- [Challenge 1]: Find each line in the entries below that contains the string "roof" and copy those lines.
────────────────
CHARGE AMPLIFIER FOR MULTI-TOUCH CAPACITIVE TOUCH-SCREEN

Abstract

A circuit for measuring the cross-capacitance of a touch-screen sensor includes a charge amplifier having an input for coupling to the touch-screen sensor and an output for providing a voltage pulse, and a measurement delay chain having an input coupled to the output, and an output for providing a digitized output signal of the voltage pulse width, which is proportional to the value of the cross-capacitance.

Description

BACKGROUND OF THE INVENTION

1. Field of the Invention

The present invention relates to capacitive touch-screen systems and sensors. More particularly, the present invention relates to a circuit and method for measuring cross-capacitance in a touch-screen sensor.

2. Description of the Related Art

Capacitive touch-screen sensors are prone to noise, environmental variation, PCB variation and device lot variation. For a multi-touch touch-screen application, a force and sense sensing front-end is required. This front-end measures cross-capacitance in the X-axis and Y-axis of a projected capacitive touch-screen structure. A robust noise filtering technique is also required to reduce the effect of external noise which is easily coupled to the sensor. A calibration system which is able to offset the effect of environmental variation, PCB variation and device lot variation is also required.
────────────────
- [Challenge 2]: In the charge amplifier text, what is the width of the voltage pulse proportional to?

- [Record extracts]:
────────────────
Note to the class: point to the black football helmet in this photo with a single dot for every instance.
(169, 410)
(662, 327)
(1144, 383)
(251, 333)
────────────────
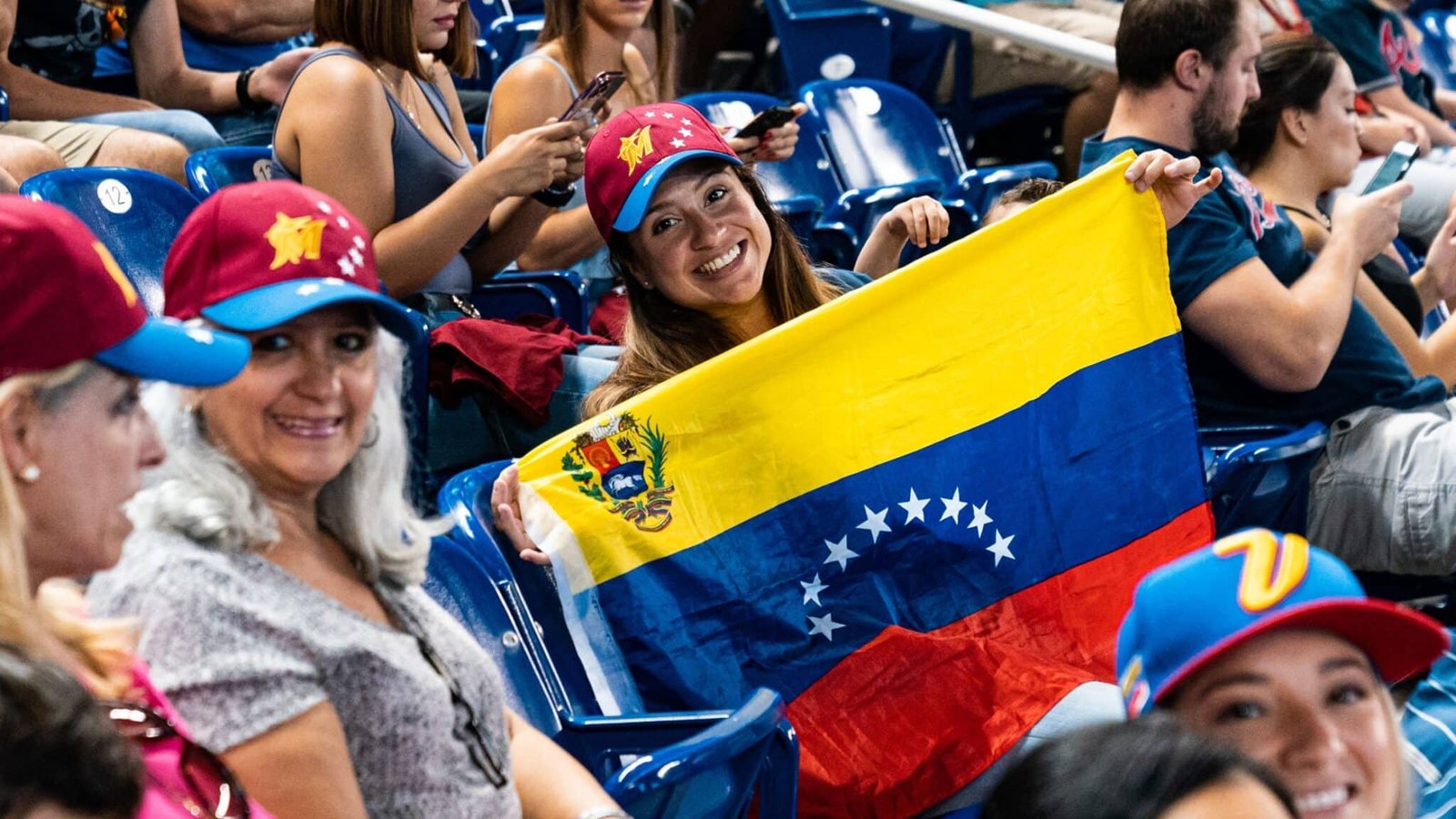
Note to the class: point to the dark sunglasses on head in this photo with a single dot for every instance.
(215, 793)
────────────────
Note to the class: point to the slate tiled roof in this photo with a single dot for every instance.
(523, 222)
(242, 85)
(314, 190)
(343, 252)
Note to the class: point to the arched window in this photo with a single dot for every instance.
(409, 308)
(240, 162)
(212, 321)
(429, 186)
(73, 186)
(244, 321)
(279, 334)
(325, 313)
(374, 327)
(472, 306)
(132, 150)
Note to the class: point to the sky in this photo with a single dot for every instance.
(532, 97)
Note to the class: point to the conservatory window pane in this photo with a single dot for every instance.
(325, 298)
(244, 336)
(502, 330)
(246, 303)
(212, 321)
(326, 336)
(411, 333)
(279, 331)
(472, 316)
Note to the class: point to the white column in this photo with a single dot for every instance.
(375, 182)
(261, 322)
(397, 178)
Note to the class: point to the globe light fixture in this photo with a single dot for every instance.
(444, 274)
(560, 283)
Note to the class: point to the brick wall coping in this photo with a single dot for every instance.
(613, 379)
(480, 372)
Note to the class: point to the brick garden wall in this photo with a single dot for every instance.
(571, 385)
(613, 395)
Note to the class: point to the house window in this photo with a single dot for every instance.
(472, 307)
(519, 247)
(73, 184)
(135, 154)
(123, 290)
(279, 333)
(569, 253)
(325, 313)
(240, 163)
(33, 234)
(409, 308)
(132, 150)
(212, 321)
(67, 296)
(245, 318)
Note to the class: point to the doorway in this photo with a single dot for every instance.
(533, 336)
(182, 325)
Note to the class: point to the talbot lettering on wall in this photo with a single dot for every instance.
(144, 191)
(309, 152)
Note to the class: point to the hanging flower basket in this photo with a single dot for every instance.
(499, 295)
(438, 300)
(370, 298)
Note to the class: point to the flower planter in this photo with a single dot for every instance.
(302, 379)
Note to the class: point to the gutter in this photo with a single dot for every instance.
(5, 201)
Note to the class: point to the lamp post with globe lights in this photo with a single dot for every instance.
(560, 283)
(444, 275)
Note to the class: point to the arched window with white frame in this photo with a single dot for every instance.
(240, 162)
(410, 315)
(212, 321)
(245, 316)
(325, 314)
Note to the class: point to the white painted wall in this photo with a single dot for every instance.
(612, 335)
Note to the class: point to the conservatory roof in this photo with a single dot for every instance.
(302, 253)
────────────────
- [Task output 1]:
Note to the class: point to the slate tiled roof in this photo with a single dot for every instance.
Note to the class: point to the conservatory roof in this photo with a single dot for every instance.

- [Task output 2]: The value of the cross-capacitance.